Supplied text:
BEGIN
Furthermore he feels free to ignore the rulings of the Ecumenical Councils to which the bishops of the entire Church were invited (whether they attended or not is another matter) to address problems of doctrine and discipline, the decisions of which were received as authoritative by the Church such as the ruling of third Ecumenical Council, that of Ephesus in 431 AD, that it is heresy to reject the term Theotokos, God-Bearer or Mother of God, for Mary, as Nestorius did on the basis that Jesus did not derive His deity from Mary, because in Jesus deity and humanity, while remaining distinct natures, are united in One Person of Whom Mary was Mother.  John MacArthur wrote “It’s heretical to call the blood of Jesus Christ the blood of God, and it demonstrates a failure to understand what theologians have called the hypostatic union, that is the God-man union in Christ.”  Ironically, it is MacArthur’s sentence here which is heretical precisely because he himself fails to understand the hypostatic union a consequence of which is that whatever is the property of Jesus in either of His natures is His property as a Person and can be attributed to Him as such even when speaking of Him in terms of the other nature.  For example, a counterpart in the Scriptures to calling Mary the Mother of God (an equivalent of which also appears in the Scriptures in Luke 1:43) is when Jesus tells Nicodemus “And no man hath ascended up to heaven, but he that came down from heaven, even the Son of man which is in heaven” thus identifying Himself by His humanity in the same breathe in which He references His omnipresence. 

Finally, it is because of His suspicion of the Catholic tradition of the first millennium that MacArthur refuses to acknowledge that Christ’s offering of His blood is not just metynomic language for His death on earth, but is rather referring to the one offering Jesus made in His priestly office in the Heavenly Tabernacle in eternity.  If he acknowledged that, then He would have to admit that it is from that offering in the Heavenly Tabernacle, which being situated in eternity is therefore equidistant to every single point in time in history from Creation until the Last Judgement that the benefits of Christ’s Atonement come to us where we are in space and time.  This would be admitting the foundation of the Catholic understanding of the Eucharist (the first millennium understanding before it got twisted into a caricature of itself in the late Middle Ages) that the earthly offering of bread and wine in the Eucharist is mystically united to Christ’s Heavenly oblation so that when the faithful receive the bread and wine, Christ’s one sacrifice becomes the meal that sustains the new life as Jesus explained in His Bread of Life Discourse in John 6, which completes the correspondence of the New Testament sacrifice with those of the Old Covenant.  Slaying of animal – Crucifixion.  Offering of blood on altar/Mercy Seat – Offering of blood in Heavenly Tabernacle.  Eating of the sacrifice – the Eucharistic meal.

One might think from this that MacArthur must at least sound in the teachings that were important in the Reformation.  MacArthur certainly sees himself as a champion of Reformation orthodoxy.  When Hank Hanegraaff, Walter Martin’s successor at the Christian Research Institute, joined the Eastern Orthodox Church in 2017 MacArthur acted as if Hanegraaff had converted to Islam or Buddhism or just apostatized.  Hanegraaff, quite capable of defending himself, provided clips from MacArthur’s remarks in his response. By joining the Eastern Orthodox Church, MacArthur felt, Hanegraaff had abandoned or was close to abandoning the Gospel.  Not the Gospel as St. Paul identified it in 1 Corinthians 15, that Christ died for our sins, according to the Scriptures, and was buried, and rose again the third day according to the Scriptures, of course, because that Gospel is confessed in the Nicene Creed which Eastern Orthodoxy confesses, but the doctrine of justification by faith alone.
END
Record excerpts:
BEGIN
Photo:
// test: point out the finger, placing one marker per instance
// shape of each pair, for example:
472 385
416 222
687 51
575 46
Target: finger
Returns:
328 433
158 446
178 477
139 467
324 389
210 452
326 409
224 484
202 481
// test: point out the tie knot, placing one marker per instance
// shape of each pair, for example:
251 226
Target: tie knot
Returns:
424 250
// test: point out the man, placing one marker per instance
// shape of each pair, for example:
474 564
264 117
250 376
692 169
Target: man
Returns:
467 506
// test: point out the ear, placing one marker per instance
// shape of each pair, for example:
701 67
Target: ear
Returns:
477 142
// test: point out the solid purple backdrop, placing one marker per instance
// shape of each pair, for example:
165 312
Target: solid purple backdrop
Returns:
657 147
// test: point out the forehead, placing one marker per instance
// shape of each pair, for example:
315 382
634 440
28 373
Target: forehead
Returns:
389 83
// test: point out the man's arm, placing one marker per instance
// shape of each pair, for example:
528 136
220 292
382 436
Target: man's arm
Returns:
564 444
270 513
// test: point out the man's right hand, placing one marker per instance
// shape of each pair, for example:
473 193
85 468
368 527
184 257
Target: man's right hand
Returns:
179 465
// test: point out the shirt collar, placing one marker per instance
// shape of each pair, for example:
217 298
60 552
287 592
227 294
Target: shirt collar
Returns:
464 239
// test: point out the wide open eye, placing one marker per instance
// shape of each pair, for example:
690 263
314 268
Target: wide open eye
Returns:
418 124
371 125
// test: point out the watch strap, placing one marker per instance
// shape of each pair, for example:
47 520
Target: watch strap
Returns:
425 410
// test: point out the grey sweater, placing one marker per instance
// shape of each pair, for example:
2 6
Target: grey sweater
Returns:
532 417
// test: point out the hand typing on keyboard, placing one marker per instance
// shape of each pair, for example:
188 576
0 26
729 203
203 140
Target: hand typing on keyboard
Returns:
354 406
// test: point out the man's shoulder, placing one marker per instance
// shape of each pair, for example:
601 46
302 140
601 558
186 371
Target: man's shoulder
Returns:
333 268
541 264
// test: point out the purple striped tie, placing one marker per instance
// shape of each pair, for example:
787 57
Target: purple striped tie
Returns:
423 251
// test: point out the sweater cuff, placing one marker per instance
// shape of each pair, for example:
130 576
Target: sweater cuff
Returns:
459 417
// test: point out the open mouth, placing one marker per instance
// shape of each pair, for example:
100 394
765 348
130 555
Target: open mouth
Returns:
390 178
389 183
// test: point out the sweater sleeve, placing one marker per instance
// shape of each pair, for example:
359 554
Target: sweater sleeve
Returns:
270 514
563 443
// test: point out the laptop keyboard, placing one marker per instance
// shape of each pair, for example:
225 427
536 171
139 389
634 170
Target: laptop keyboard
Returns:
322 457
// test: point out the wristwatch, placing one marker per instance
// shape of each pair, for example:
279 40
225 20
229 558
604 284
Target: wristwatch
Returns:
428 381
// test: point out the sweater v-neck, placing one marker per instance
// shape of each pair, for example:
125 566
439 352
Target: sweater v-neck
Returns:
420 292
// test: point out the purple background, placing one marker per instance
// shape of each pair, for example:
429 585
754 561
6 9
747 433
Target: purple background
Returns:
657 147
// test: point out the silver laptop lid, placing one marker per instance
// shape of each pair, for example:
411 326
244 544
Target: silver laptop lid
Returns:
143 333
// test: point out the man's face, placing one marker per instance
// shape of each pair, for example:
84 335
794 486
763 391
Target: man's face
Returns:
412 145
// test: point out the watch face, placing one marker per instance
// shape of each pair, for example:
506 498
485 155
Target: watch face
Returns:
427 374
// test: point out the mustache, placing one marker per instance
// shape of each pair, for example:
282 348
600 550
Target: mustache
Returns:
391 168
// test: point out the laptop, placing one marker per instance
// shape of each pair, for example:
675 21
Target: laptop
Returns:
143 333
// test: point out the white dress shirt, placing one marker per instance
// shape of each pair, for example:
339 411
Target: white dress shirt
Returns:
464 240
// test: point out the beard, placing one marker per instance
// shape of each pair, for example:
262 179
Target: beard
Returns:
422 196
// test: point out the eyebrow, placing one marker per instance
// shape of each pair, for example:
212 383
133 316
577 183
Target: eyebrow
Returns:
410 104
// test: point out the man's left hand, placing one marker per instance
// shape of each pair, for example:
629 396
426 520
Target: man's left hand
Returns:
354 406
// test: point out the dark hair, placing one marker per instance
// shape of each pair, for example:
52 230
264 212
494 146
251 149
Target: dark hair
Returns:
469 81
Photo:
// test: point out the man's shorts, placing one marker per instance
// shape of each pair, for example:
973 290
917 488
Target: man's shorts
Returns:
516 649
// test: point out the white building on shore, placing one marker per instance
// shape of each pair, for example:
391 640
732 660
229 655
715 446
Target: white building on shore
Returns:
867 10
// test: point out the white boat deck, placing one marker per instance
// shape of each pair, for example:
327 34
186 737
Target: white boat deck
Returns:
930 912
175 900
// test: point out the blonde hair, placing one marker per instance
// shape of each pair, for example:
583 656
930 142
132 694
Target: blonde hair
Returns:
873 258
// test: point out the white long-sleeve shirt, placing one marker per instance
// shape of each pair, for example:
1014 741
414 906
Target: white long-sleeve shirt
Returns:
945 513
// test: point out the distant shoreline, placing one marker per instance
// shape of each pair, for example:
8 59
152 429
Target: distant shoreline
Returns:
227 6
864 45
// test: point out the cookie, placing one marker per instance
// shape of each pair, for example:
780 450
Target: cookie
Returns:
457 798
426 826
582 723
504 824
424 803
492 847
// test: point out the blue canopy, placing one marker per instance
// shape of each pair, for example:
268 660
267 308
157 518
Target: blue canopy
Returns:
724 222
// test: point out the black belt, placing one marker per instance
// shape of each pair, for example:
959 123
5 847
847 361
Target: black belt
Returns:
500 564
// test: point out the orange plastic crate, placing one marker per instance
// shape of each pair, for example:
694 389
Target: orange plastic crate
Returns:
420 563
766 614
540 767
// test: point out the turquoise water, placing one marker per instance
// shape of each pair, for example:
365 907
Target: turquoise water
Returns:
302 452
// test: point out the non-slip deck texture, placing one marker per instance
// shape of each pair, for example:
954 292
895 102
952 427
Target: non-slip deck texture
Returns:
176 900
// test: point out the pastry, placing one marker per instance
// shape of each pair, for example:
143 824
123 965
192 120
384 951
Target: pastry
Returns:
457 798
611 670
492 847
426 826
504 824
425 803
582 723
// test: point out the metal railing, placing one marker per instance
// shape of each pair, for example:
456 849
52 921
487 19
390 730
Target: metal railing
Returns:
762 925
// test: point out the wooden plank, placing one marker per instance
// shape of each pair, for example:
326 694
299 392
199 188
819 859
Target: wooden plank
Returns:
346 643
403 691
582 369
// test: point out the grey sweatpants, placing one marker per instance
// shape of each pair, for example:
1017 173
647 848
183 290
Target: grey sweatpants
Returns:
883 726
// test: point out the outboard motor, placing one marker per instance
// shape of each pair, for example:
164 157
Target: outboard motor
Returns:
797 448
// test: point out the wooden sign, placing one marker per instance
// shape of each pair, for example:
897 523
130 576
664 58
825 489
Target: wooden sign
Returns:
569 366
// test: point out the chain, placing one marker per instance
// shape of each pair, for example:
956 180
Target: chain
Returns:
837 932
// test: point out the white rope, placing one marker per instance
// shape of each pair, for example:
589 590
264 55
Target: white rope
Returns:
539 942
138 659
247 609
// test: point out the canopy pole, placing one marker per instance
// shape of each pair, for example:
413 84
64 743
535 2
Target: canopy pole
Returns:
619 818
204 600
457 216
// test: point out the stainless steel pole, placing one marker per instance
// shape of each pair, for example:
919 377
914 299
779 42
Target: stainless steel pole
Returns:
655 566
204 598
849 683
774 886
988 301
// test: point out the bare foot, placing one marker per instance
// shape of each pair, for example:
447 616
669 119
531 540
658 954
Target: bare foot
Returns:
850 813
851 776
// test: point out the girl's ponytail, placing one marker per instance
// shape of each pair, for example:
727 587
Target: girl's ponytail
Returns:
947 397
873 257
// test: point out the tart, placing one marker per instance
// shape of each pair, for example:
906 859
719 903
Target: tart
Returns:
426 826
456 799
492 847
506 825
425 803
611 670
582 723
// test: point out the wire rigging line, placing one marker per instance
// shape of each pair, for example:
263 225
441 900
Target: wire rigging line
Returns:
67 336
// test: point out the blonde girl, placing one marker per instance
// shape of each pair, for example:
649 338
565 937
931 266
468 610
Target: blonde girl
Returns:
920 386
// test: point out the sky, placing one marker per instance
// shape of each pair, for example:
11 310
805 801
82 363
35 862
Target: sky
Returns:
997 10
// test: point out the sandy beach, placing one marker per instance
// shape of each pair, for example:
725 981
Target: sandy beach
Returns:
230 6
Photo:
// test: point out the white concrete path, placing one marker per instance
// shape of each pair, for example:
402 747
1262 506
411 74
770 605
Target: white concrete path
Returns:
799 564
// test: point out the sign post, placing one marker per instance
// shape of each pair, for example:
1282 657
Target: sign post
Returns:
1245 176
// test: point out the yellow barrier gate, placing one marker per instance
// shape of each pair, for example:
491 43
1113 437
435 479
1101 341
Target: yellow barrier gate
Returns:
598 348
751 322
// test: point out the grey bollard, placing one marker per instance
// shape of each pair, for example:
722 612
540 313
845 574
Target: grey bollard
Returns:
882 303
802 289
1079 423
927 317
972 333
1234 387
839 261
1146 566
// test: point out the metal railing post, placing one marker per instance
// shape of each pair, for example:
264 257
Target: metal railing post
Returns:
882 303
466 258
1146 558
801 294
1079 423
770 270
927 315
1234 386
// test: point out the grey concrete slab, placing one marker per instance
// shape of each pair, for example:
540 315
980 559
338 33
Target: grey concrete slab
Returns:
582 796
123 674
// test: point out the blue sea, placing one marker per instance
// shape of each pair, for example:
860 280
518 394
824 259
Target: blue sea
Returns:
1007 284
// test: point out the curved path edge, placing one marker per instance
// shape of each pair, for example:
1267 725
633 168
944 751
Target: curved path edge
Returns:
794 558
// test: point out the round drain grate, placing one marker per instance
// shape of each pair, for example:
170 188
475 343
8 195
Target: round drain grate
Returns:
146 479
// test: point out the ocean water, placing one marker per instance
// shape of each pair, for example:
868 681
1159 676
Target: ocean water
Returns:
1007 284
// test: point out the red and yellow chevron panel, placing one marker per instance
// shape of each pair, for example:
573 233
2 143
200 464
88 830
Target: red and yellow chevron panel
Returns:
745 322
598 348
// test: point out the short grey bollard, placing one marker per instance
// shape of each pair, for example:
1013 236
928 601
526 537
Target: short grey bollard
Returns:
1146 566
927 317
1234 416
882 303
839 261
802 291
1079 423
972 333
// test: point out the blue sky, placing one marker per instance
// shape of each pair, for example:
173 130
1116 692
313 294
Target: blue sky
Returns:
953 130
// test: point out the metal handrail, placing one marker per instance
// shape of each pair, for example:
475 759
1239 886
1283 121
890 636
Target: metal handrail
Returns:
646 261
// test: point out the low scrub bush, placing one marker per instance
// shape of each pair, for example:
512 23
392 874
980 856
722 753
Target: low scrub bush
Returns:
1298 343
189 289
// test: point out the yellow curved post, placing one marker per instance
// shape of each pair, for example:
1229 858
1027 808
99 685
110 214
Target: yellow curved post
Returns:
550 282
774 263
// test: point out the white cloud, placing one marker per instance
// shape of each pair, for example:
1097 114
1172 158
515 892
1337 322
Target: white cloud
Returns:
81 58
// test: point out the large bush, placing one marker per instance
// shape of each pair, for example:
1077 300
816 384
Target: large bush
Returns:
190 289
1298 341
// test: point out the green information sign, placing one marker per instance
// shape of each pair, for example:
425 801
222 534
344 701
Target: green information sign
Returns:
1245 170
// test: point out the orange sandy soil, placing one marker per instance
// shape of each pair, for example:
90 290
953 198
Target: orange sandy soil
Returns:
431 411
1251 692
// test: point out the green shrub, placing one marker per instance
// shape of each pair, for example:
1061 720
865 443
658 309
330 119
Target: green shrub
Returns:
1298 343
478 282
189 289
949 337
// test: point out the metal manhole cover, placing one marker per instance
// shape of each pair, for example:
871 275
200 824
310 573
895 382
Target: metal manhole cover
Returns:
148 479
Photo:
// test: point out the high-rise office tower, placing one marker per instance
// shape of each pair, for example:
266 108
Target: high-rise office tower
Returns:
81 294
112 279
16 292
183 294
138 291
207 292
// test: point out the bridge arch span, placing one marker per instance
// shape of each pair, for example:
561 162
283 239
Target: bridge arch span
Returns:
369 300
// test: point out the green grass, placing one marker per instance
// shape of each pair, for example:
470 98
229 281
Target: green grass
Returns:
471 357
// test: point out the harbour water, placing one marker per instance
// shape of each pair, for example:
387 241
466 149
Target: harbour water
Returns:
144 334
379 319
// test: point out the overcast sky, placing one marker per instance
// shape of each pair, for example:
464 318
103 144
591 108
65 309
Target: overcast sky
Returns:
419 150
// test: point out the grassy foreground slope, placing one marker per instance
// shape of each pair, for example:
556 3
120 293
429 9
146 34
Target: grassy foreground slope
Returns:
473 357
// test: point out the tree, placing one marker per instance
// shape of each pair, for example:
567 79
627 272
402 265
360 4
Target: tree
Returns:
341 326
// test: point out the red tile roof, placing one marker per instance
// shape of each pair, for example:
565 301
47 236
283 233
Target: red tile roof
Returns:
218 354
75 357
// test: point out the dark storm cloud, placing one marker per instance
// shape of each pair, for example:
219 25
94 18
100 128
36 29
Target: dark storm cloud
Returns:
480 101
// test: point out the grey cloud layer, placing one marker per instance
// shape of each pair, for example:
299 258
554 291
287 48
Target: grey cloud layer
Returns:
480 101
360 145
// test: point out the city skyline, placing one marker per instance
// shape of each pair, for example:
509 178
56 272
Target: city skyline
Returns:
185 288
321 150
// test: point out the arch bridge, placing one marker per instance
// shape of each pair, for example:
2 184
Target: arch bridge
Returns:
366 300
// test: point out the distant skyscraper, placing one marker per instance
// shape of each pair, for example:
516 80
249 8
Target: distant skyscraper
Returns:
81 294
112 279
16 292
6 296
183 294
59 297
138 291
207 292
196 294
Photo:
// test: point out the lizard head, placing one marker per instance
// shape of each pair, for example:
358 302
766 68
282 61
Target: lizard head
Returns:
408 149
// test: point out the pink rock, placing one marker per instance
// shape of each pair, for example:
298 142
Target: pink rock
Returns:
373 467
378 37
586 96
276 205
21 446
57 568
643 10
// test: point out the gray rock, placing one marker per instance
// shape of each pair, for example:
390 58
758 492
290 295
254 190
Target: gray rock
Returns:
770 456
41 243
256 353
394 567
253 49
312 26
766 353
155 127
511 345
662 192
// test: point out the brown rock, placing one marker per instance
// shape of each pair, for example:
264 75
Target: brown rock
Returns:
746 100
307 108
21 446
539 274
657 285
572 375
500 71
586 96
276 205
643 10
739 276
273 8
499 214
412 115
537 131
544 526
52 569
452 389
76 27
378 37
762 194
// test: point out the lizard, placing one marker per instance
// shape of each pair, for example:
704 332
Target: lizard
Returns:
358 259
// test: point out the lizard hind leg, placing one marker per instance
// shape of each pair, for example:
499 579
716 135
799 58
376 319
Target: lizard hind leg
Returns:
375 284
END
Tasks to complete:
a - Answer these questions from the text on John MacArthur:
(i) Which Ecumenical Council ruled that rejecting the term Theotokos is heresy, and in what year?
(ii) In what year did Hank Hanegraaff join the Eastern Orthodox Church?
(iii) In which chapter of which Gospel does the text place Jesus's Bread of Life Discourse?
b - Carry the essay on John MacArthur's theology forward, picking up after its final sentence about justification by faith alone.

Task results:
a -
(i) The third Ecumenical Council, that of Ephesus, in 431 AD.
(ii) 2017.
(iii) John 6.

b -
Justification by faith alone is, of course, a central doctrine if not the central doctrine of the Reformation.  While it was not until the sixteenth century that it was put in that wording it is essentially identical to St. Paul’s doctrine of justification by faith and not by works.  In St. Paul’s epistles, especially Romans, it is stressed that justification is by faith and not by works.  It has to be by faith and not by works, St. Paul argued, because only then can it be by grace, that is, by God’s favour, a gift freely bestowed.  If it were by our works it would be a wage or reward rather than a gift.  This is an important truth and, indeed, in Ephesians 2:8-9 St. Paul says that salvation, which is larger than justification, is a gift of grace by faith and not works.  The importance of this truth should not be minimized, but it does need to be kept in perspective.  It is a truth about what is sometimes called the mechanics of salvation.  The Gospel is the Good News of that salvation proclaimed to the world of sinners, Jew first then Greek.  Its content is Jesus Christ, the Son of God, Who He is and what He did.  The Gospel is all about Jesus Christ.  Justification by faith and not works is about us, what we believe and what we do or rather what we don’t do to receive what Jesus Christ has done.  It is an important truth, but truths in which we are the subject rather than Jesus Christ are not on par with the Gospel truths about Jesus Christ and we ought not to make them out as if they were.  The evangelical Protestant habit of referring to the doctrine of justification by faith alone as if it were itself the Gospel rather a truth about ourselves derived from the Gospel is a very bad one.  Any truth can become a heresy when it is taken out of its proper context.  The proper context for Sola Fide is as the answer to the question “what is the hand with which we reach out and appropriate to ourselves the gift of salvation that God has given to us in Jesus Christ” because this is the role that belongs uniquely to faith. 

In his negative remarks on Hanegraaff’s chrismation into Eastern Orthodoxy MacArthur treated justification by faith alone as an essential article of faith to which one must formally subscribe to be a Christian.  How much is such subscription worth, however, when you affirm the doctrine formally while stripping it of all real meaning?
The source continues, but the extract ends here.